> ЗАДАЧИ И ЗАДАНИЯ
1 – В какой среде, согласно фрагменту о российском интеллектуальном поле рубежа XIX–XX столетий, изначально утвердилось возрастающее внимание к личности?
2 – Продолжите фрагмент о российском интеллектуальном поле рубежа XIX–XX столетий, начав сразу после его последнего предложения.

Психолого-историческая реконструкция социальных трансформаций российского интеллектуального поля на рубеже XIX-XX столетий как фактор становления феномена советской интеллигенции. - страница 5



Возрастающее внимание к личности, сочетаемое с демонстративным отказом от традиционного морализма, изначально утвердившееся в «творческой среде», традиционно тяготевшей к свободе нравов, начинает распространяться в рамках урбанизированной части российского общества, освобождая критически мыслящего человека от иллюзии всеохватывающего детерминизма, в то время как претензии на безусловную истину приобрели исключительную актуальность.

Националистическая тенденция, характерная для официальной культуры, дополняемая «воинственным» традиционализмом большинства населения империи, сталкивается со столь популярной идеей многообразия практического и духовного опыта, их антагонистичности, позволяющей, однако сосуществовать в рамках единого культурно-психологического пространства.

В условиях подобного дуализма можно обнаружить определенные элементы культурного обмена в рамках одного полиэтнического государства, открыв при этом новые возможности для интеграции революционных идей в общекультурную парадигму, внедряясь в тот мощный информационный поток, который, по словам А. Блока, «несет на себе драгоценную ношу национальной культуры».

> СОХРАНЁННЫЕ СТРОКИ
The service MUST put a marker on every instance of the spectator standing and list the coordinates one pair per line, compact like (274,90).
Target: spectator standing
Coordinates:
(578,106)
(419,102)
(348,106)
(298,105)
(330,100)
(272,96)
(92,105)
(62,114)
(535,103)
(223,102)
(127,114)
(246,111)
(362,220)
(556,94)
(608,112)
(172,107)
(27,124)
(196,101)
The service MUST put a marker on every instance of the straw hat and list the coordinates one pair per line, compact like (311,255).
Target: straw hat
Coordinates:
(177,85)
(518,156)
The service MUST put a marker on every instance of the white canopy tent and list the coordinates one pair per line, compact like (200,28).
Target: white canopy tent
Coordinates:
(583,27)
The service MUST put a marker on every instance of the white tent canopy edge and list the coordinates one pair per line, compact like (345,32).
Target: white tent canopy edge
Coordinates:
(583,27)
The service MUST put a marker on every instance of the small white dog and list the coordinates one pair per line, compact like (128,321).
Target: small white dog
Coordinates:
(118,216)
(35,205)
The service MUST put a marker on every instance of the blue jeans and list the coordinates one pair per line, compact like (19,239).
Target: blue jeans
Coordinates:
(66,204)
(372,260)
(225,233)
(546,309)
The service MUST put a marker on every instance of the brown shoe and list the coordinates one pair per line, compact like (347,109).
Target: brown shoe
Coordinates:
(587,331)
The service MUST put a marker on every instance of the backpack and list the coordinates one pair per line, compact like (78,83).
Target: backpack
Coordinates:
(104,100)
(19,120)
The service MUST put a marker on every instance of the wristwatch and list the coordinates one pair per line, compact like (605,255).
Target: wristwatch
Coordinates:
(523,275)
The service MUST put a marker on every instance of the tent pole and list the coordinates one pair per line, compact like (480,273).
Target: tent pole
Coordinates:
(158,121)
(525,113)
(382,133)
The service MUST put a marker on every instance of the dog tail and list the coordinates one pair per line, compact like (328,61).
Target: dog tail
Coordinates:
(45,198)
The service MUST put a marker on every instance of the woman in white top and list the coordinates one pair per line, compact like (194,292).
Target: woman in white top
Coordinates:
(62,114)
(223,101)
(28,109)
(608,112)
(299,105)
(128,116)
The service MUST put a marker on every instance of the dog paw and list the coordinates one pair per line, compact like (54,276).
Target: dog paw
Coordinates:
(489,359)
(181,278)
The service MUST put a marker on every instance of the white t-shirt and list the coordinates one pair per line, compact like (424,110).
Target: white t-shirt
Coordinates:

> ОТВЕТЫ ПО ЗАДАНИЯМ
1 – В «творческой среде», традиционно тяготевшей к свободе нравов.

2 –
Весьма часто в рамках поисков иррационального начала, как обновленного и возвышенного, выходящего за пределы официозной триады, русская идея принимала формы литературных, художественных и философских откровений, которые, в полной мере создавая фаталистическую атмосферу, воздействовали лишь на наиболее экзальтированную часть интеллектуальной элиты, в то время как основная масса создавала новую мифологию и фольклор, как основы мироощущения «человека массы», опираясь на социалистическую утопию.

Нельзя не обратить внимание на особенности политического развития государства, представляющего собой пример классической «бюрократической империи», как именует соответствующую модель П. Абрамс, демонстрируя ее как сбалансированную структуру, сочетающую в себе сохранившиеся патримониальные интересы и бюрократизацию38, однако если соответствующая модель, базовые механизмы которой прослеживаются в Османской империи и Австро-Венгрии, были инновационной на заре эпохи нового времени, то к началу XX столетия она была деструктивна по своей природе и в целом весьма неэффективна. Весьма отчетливо это демонстрирует в своем труде У. Мак-Нил39. Фактическое выражение в рамках социокультурного ландшафта империи соответствующая практика находит в сохранении многочисленных ментальных барьеров между основными группами населения, выделяемыми по сословному, экономическому, религиозному и иным признакам. Несмотря на это присутствует целый ряд трансформаций психосоциального характера, находящих отражение и в «зеркале российской литературе» в виде знаменитого антагонизма отцов и детей, который противопоставляет сохранявшиеся в российском обществе имперсональности40 традиции неогуманизма, которые, однако, потерпят крах в рамках формирования усредненного общества потребления. По точному выражение В. Розанова, социально-политическая структура России даже в пореформенный период может быть сведена к своеобразной максиме «Человек человеку бревно»41.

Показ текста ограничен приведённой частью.